**WHAT IS REQUIRED**
Show each line of the data below that contains the string "gate", copying every such line in full. Only case-exact matches count.

========================

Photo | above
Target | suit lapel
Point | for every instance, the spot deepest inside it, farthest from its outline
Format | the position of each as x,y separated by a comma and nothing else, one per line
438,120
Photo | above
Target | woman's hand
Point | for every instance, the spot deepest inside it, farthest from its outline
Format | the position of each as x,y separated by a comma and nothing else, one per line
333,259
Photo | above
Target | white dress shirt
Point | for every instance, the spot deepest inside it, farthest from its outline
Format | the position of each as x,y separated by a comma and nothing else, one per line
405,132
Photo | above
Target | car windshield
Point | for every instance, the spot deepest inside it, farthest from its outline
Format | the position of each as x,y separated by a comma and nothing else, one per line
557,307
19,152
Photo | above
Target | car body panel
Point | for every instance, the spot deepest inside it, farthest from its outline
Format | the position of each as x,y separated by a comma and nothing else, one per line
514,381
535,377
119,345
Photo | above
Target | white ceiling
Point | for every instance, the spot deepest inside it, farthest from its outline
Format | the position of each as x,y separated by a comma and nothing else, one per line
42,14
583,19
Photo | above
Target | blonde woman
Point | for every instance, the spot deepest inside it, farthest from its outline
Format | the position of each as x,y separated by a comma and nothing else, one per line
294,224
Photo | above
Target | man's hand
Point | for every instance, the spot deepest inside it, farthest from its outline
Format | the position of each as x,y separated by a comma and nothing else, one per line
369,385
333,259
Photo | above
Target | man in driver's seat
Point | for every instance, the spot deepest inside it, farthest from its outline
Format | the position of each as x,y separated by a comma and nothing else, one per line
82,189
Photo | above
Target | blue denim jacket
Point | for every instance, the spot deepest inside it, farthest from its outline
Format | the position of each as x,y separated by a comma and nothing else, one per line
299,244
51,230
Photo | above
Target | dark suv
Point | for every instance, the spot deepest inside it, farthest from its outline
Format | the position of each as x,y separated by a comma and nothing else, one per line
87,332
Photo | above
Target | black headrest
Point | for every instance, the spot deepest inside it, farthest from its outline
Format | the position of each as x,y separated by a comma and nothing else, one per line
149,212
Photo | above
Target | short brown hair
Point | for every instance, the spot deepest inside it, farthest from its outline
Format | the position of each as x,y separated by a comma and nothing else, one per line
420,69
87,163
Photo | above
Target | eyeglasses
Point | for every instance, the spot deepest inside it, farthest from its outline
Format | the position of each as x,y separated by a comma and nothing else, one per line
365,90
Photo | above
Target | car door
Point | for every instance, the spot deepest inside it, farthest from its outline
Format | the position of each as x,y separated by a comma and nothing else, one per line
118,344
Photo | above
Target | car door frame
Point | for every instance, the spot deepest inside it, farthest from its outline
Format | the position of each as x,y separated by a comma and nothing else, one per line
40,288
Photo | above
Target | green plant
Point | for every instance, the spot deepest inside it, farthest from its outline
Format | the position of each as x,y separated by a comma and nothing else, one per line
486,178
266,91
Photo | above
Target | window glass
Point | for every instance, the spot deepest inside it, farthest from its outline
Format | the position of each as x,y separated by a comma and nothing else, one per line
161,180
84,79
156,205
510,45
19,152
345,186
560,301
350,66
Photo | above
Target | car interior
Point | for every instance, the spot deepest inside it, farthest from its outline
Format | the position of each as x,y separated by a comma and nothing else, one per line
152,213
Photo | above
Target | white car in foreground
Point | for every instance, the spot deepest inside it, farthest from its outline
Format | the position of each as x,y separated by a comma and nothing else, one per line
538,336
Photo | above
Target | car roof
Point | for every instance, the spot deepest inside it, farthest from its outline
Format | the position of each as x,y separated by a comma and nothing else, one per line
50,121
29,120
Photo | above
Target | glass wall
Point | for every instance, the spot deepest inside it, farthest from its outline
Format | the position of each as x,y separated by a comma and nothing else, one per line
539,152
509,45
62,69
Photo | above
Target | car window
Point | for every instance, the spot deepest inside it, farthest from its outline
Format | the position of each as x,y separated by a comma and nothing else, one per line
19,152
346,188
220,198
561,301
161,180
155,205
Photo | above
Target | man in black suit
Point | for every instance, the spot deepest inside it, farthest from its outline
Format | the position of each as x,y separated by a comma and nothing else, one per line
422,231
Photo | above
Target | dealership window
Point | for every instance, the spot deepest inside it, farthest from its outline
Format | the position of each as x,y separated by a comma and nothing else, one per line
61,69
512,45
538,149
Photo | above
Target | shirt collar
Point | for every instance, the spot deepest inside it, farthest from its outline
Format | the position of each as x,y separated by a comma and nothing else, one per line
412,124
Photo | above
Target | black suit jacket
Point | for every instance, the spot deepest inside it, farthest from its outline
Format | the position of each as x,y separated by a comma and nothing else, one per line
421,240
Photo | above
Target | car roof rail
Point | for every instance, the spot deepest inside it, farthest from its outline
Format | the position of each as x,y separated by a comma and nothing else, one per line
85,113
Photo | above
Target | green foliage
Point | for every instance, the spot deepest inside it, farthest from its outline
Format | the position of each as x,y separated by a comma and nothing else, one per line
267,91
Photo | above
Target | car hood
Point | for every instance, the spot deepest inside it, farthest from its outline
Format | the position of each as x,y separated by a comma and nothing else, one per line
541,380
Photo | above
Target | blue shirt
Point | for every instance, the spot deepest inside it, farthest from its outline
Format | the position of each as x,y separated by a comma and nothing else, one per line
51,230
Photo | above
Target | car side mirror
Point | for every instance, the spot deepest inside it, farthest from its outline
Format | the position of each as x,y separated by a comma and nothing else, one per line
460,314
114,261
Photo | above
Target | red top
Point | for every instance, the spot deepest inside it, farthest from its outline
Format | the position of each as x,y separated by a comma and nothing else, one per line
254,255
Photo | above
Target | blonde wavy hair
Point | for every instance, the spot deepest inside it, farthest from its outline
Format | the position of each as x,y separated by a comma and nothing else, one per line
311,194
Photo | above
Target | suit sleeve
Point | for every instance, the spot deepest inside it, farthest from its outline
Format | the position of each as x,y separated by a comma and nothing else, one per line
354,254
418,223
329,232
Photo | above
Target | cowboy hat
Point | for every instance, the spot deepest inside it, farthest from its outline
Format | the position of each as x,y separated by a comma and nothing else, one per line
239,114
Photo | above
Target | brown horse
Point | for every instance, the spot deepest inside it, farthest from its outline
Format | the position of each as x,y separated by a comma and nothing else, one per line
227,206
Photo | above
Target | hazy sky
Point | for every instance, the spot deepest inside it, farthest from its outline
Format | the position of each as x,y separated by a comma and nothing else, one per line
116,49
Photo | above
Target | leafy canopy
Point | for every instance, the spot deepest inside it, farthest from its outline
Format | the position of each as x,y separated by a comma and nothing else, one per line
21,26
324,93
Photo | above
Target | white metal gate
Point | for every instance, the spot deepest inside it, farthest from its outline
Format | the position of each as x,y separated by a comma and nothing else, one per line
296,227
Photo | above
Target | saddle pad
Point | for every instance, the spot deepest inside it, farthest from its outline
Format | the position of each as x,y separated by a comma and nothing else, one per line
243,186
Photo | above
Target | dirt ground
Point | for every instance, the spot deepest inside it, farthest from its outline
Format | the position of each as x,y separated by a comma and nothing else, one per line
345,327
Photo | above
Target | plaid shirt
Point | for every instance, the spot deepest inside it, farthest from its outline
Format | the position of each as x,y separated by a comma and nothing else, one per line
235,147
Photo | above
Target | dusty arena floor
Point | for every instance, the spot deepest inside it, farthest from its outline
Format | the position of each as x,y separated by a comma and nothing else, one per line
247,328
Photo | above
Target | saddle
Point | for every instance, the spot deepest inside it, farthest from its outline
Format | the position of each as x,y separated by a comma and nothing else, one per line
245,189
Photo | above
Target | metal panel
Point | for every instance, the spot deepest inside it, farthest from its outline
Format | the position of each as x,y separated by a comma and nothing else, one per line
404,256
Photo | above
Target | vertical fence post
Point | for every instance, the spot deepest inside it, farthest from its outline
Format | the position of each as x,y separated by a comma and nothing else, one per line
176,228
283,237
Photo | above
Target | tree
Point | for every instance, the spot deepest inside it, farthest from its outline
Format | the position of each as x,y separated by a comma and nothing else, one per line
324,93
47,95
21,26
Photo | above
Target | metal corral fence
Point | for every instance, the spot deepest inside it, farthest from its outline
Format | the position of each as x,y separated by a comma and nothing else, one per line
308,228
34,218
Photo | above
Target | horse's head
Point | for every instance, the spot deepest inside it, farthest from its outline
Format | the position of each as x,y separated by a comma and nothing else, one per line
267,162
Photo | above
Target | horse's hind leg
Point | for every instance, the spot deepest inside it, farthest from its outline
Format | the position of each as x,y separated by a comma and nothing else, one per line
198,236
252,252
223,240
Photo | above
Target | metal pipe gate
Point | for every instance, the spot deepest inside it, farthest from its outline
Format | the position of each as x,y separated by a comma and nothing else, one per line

========================

**WRITTEN SOLUTION**
Target | white metal gate
Target | metal pipe gate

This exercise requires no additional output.